* _Short exercise_: Show every line of the records below that contains the string "grain", copying each such line in full. Treat the match as case-sensitive.

* _Extracted information_:
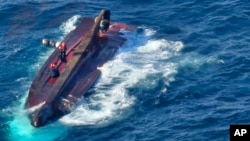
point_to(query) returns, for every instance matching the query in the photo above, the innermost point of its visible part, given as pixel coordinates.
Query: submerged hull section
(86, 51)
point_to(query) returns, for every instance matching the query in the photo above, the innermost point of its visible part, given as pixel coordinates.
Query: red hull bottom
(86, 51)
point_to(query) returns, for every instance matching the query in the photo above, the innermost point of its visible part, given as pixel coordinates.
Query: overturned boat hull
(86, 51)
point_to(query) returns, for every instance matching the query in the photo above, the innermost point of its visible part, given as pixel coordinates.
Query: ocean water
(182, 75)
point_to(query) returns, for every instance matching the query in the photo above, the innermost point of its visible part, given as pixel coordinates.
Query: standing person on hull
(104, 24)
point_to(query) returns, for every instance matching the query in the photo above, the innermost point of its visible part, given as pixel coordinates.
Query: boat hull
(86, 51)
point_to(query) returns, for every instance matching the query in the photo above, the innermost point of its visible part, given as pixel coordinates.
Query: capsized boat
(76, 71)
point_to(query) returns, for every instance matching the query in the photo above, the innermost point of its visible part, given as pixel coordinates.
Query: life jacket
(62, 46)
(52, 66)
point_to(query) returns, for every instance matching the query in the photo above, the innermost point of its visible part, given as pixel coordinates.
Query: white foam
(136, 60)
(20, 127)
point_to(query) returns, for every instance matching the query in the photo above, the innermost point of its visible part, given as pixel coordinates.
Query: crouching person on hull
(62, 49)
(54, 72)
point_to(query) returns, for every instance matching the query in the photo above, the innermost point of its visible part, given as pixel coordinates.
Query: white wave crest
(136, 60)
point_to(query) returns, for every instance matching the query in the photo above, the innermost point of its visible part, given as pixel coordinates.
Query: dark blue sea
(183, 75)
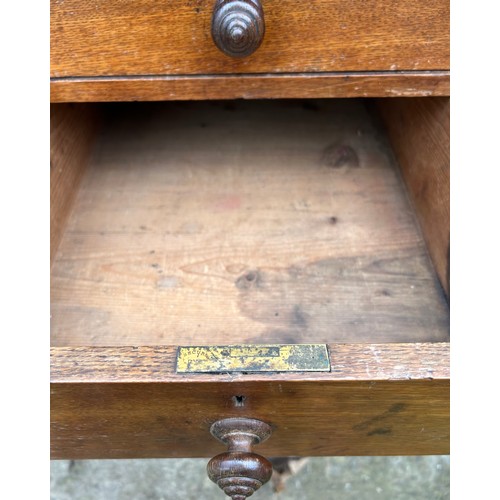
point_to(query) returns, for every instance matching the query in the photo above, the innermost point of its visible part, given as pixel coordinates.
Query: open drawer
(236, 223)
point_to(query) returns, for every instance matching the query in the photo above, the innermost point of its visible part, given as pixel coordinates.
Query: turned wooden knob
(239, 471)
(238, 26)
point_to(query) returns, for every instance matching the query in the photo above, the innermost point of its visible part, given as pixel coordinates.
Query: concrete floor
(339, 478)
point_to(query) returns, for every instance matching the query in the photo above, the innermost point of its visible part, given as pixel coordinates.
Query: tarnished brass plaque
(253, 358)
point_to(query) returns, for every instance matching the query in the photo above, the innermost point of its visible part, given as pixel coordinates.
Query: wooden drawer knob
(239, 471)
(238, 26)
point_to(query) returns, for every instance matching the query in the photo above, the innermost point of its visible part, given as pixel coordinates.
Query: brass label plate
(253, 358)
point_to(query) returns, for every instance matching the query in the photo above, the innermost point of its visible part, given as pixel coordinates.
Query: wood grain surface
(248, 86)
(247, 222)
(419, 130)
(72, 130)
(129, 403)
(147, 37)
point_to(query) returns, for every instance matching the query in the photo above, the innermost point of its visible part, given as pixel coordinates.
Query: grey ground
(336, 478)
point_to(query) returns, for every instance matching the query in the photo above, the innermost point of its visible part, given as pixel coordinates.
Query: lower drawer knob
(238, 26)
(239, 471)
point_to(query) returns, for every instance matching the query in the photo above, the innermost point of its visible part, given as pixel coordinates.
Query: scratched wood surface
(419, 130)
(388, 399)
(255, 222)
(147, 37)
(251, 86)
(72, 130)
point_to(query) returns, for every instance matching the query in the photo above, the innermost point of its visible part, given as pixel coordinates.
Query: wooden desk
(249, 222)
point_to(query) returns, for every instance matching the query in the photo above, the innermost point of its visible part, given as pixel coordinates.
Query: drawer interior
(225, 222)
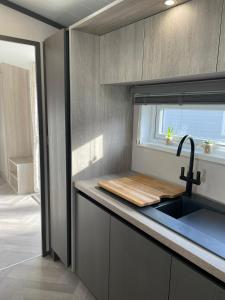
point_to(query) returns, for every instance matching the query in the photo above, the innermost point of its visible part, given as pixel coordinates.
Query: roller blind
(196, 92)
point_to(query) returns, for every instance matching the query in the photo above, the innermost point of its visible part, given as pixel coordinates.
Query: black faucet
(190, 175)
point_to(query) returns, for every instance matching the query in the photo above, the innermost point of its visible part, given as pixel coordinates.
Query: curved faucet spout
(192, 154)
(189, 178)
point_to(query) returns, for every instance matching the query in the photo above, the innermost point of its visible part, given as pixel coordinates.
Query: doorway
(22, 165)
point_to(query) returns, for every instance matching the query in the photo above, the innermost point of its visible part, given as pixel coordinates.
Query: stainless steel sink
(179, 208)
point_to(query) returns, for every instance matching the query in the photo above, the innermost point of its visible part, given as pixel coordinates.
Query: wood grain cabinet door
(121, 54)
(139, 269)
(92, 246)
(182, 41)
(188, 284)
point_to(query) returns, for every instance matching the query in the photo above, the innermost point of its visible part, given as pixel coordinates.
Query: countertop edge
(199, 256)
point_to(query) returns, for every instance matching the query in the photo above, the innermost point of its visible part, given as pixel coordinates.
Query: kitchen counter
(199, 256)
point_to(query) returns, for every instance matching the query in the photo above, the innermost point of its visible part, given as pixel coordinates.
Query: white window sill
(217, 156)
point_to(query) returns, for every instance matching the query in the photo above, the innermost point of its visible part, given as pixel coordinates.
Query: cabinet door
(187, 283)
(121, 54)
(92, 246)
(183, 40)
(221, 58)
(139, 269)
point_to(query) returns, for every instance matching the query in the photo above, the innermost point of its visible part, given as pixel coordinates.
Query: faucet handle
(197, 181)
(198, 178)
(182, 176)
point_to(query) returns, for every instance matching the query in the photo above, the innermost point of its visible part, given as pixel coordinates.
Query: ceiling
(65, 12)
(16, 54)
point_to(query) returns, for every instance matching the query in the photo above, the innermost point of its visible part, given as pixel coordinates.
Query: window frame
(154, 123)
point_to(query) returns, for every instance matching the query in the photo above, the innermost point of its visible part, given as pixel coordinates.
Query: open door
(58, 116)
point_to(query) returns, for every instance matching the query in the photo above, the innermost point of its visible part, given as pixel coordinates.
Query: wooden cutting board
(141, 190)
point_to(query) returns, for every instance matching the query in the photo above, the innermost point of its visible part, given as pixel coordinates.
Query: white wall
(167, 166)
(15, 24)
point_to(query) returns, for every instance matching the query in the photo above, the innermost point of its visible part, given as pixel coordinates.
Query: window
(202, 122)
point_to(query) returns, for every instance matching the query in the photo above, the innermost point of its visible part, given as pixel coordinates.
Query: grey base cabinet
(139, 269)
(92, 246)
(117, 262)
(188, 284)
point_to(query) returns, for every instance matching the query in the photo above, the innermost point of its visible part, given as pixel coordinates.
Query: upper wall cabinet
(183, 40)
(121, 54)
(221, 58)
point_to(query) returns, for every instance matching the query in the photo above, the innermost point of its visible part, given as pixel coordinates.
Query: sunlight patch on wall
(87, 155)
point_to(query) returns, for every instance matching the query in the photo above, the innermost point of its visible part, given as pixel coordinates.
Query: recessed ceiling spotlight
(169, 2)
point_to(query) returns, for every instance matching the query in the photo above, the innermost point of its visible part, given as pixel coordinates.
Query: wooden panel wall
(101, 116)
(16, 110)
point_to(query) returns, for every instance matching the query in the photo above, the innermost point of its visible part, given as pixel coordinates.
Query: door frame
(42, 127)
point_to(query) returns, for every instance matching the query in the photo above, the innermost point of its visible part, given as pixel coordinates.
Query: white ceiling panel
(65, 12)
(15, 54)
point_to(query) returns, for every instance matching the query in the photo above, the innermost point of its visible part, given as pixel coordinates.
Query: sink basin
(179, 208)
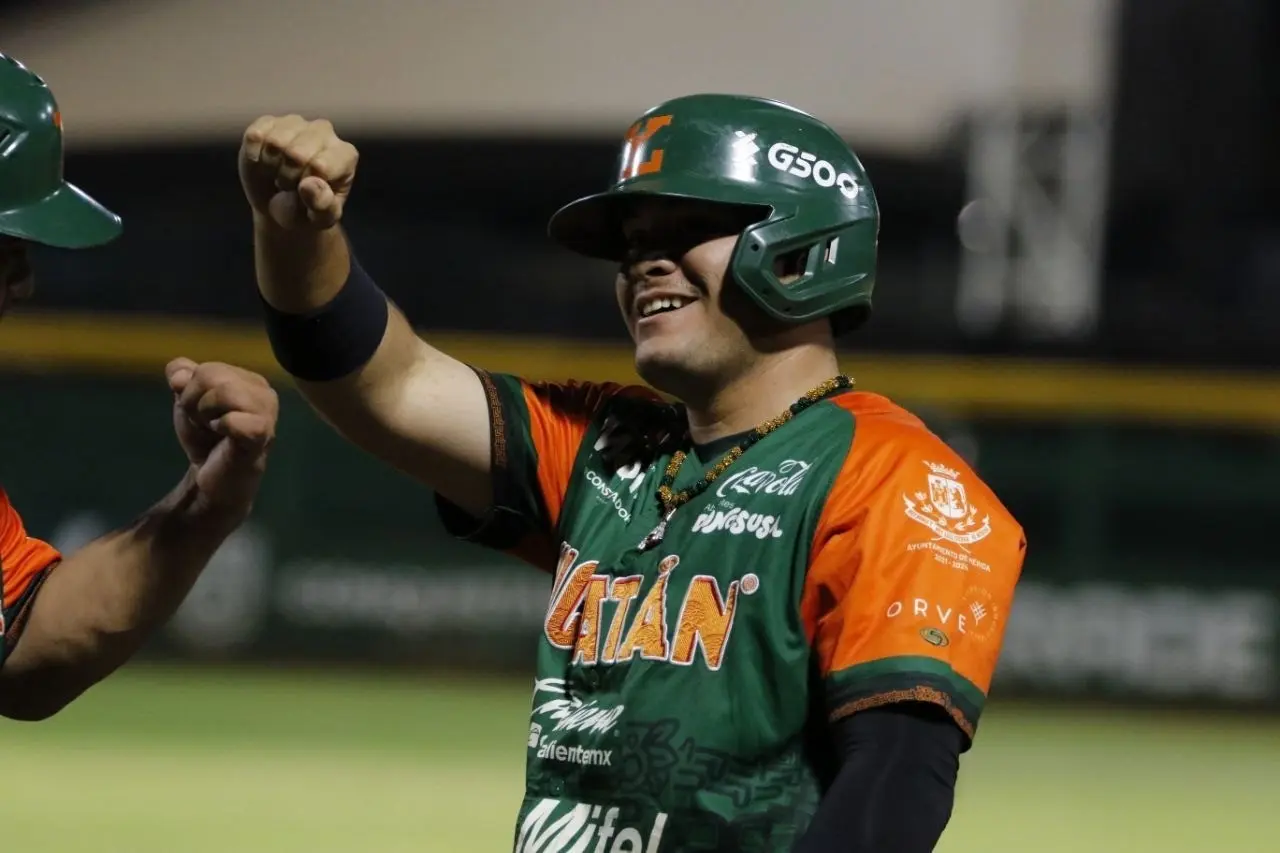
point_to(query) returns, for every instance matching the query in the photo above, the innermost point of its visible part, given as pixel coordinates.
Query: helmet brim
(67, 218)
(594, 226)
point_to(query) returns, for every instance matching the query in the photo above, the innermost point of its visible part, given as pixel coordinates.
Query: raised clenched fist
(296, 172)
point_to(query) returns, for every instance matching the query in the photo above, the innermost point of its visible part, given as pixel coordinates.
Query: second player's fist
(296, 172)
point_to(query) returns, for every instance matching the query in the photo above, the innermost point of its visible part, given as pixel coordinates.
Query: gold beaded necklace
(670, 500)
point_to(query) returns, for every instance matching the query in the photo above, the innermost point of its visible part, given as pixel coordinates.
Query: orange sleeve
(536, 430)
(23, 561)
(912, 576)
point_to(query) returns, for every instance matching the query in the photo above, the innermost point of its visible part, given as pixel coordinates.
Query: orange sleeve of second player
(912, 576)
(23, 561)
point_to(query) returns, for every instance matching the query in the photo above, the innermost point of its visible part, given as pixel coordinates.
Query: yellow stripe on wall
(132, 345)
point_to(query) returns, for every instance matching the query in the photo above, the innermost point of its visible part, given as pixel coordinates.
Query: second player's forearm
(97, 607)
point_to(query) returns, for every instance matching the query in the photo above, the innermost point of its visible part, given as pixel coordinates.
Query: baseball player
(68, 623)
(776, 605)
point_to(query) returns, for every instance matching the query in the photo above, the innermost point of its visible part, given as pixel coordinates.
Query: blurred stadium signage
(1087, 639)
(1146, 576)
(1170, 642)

* _Answer for this exercise_:
Query: wood grain surface
Query: wood grain cabinet door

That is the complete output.